-- QUELLE --
--------------------

Sie Juristin, er Architekt, beide: Griechen und krisengebeutelt. 2011 wandern sie aus, nach Berlin. Jetzt betreiben sie in einer Markthalle einen kleinen Bioladen – und trauen sich seit langem mal wieder, von Zukunft zu träumen.

Es ist ein Wochentag gegen Mittag, und an den quadratischen hellen Holztischen sitzen ein paar Angestellte aus der Umgebung, die Pause machen. Sie haben bestellt und unterhalten sich. Ganz entspannt wirken sie. Ein gutes Zeichen.

Tassos Kampisios, hinter dem Tresen stehend, hat die Gäste seines kleinen Tavernenmarkstands immer mit im Blick. Als aus der Küche ein Zeichen kommt – das Lamm ist fertig! –, serviert er es selbst. Die Gäste waren schon mal da, sie hätten ihn vor ein paar Wochen für sich entdeckt, erzählen sie ihm, fragen, wo er herkomme, ein paar Worte mehr werden gewechselt, am Nachbarstand wirbt ein Verkäufer laut für frisches Obst, überhaupt ist Geschäftigkeit in der Luft. „Ganz wie in Griechenland ist es hier“, sagt die Frau am Tisch. Darüber kann Kampisios erfreut lächeln, aber in Wirklichkeit stimmt das natürlich nicht. In Wirklichkeit ist erst die Tatsache, dass es „hier“ ganz und gar nicht ist wie in Griechenland, der Grund dafür, dass sie und die anderen bei Kampisios essen können.

„Anemone“ heißt der Stand, den er mit seiner Freundin Eleni Boskou seit gut einem Jahr in der Arminius-Markthalle von Berlin-Moabit betreibt. Der Stand kann als Hinweis darauf gelten, dass auch Krisen zu etwas führen, und sei es zu vollkommen veränderten Lebenswegen. Denn dass sie eines Tages in Deutschland Lamm servieren würden, hatten sich weder Tassos Kampisios noch Eleni Boskou je vorgestellt.

Kampisios ist Architekt, Eleni Boskou ist Juristin, Rechtsanwältin. Beide haben sie nach Abschluss ihres Studiums lange in ihren Berufen gearbeitet. Und beide hatten sie gedacht, das würde so auch noch ewig weitergehen. Aber dann kam die Krise nach Griechenland.

„2008 merkte ich, dass irgendetwas nicht stimmte“, sagt Kampisios, der heute 36 Jahre alt ist. Dem freischaffenden Architekten fiel es immer schwerer, Aufträge zu bekommen. Architektur bedeutet Bauen, und Bauen bedeutet Zukunft. Doch an die glaubte in Griechenland bald keiner mehr. Überall wurden Stellen gestrichen, wurden Menschen arbeitslos und damit schnell auch mittellos. Alles wurde heruntergeschraubt, überall wurde gespart. Für Kampisios bedeutete das, dass er auch anderes als Architekturjobs annehmen musste. Er arbeitete als Grafiker und Computerspieldesigner, dann als Animateur in einer Hotelkette. Immer ließ sich irgendwo noch irgendein Job auftreiben. Zwei Jahre lang ging das so, währte Kampisios’ Kampf gegen die Verhältnisse, dann blieben die Auftraggeber ganz aus. Er sagt: „Dann gab es einfach gar nichts mehr.“ Und er fragte sich, was er sonst machen könnte, außer dem, zu dem er ausgebildet war oder worin er wenigstens Erfahrung hatte.

--------------------

[Datensätze mit Punktannotationen]
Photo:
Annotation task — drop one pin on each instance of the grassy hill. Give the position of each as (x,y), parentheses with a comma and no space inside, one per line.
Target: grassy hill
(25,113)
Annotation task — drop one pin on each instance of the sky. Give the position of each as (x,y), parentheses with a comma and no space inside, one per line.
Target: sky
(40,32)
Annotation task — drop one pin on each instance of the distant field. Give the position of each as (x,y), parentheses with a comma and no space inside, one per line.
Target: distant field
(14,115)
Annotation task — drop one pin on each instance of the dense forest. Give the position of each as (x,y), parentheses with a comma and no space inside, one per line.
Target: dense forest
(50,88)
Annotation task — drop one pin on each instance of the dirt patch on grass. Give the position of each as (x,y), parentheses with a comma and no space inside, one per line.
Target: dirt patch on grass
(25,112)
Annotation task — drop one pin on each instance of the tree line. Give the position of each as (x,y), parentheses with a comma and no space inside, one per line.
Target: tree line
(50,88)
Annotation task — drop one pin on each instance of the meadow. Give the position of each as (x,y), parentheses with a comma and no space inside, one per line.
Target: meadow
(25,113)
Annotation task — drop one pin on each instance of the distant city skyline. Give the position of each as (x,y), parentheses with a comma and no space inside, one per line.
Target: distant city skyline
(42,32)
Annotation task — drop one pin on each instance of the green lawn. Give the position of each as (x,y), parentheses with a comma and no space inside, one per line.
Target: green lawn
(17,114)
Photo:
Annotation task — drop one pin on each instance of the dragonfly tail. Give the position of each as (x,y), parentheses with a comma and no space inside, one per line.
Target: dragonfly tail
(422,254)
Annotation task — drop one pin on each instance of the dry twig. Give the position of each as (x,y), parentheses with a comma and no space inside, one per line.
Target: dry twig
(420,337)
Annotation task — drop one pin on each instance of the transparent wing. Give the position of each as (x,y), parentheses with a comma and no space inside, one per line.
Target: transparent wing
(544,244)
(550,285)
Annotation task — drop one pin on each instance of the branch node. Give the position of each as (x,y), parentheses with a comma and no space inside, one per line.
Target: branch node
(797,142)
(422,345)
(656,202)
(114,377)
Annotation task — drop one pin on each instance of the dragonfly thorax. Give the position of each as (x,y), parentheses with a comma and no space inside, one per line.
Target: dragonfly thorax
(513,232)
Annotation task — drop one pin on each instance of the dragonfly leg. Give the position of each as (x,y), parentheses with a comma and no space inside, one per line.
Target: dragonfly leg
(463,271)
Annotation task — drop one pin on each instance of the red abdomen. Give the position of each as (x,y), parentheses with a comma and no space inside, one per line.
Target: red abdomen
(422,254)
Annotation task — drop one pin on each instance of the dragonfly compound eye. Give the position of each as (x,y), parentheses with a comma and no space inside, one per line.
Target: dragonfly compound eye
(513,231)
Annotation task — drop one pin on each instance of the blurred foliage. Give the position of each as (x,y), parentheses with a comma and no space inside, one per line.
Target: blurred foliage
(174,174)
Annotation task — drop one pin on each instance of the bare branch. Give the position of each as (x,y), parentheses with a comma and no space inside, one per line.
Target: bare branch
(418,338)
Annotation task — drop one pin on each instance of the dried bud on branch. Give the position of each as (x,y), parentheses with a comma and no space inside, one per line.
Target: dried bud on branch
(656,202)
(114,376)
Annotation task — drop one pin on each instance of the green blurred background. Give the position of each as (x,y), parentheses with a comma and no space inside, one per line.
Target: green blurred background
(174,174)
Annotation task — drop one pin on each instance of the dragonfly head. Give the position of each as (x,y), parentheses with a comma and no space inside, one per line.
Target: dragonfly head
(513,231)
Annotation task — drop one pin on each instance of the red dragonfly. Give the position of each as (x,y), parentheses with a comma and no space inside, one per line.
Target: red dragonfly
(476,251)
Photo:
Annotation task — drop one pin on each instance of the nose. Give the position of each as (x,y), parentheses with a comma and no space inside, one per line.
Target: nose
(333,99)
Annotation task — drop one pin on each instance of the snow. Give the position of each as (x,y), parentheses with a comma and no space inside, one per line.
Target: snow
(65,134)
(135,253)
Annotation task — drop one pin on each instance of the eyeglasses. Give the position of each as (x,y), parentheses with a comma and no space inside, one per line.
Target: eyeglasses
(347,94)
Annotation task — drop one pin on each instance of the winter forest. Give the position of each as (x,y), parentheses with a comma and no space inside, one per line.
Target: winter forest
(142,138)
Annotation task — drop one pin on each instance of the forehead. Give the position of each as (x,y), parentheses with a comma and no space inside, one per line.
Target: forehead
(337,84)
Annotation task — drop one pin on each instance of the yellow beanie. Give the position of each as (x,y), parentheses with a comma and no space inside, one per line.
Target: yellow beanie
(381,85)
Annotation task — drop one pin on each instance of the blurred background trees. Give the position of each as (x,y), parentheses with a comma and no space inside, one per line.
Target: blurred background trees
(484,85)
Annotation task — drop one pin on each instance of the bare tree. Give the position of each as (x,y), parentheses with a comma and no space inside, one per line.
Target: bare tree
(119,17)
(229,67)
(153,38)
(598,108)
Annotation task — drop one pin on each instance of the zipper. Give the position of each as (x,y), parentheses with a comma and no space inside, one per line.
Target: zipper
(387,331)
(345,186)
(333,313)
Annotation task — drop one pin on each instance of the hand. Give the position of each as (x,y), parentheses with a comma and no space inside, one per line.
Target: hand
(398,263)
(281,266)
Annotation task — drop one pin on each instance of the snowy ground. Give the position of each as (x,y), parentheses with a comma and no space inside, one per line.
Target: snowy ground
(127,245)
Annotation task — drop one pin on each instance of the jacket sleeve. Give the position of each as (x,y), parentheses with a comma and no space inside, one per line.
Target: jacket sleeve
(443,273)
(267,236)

--------------------

-- DEINE AUFGABEN --
a - Kannst du aus der Quelle den Abschnitt zwischen „Tassos Kampisios, hinter“ und „Kampisios essen können.“, beide eingeschlossen, abtippen?
b - Welche Zeilen der Datensätze enthalten die Zeichenfolge „abdomen“? Zeig jede davon vollständig und beachte dabei die Groß- und Kleinschreibung.

-- LÖSUNGEN --
a -
Tassos Kampisios, hinter dem Tresen stehend, hat die Gäste seines kleinen Tavernenmarkstands immer mit im Blick. Als aus der Küche ein Zeichen kommt – das Lamm ist fertig! –, serviert er es selbst. Die Gäste waren schon mal da, sie hätten ihn vor ein paar Wochen für sich entdeckt, erzählen sie ihm, fragen, wo er herkomme, ein paar Worte mehr werden gewechselt, am Nachbarstand wirbt ein Verkäufer laut für frisches Obst, überhaupt ist Geschäftigkeit in der Luft. „Ganz wie in Griechenland ist es hier“, sagt die Frau am Tisch. Darüber kann Kampisios erfreut lächeln, aber in Wirklichkeit stimmt das natürlich nicht. In Wirklichkeit ist erst die Tatsache, dass es „hier“ ganz und gar nicht ist wie in Griechenland, der Grund dafür, dass sie und die anderen bei Kampisios essen können.

b -
Annotation task — drop one pin on each instance of the red abdomen. Give the position of each as (x,y), parentheses with a comma and no space inside, one per line.
Target: red abdomen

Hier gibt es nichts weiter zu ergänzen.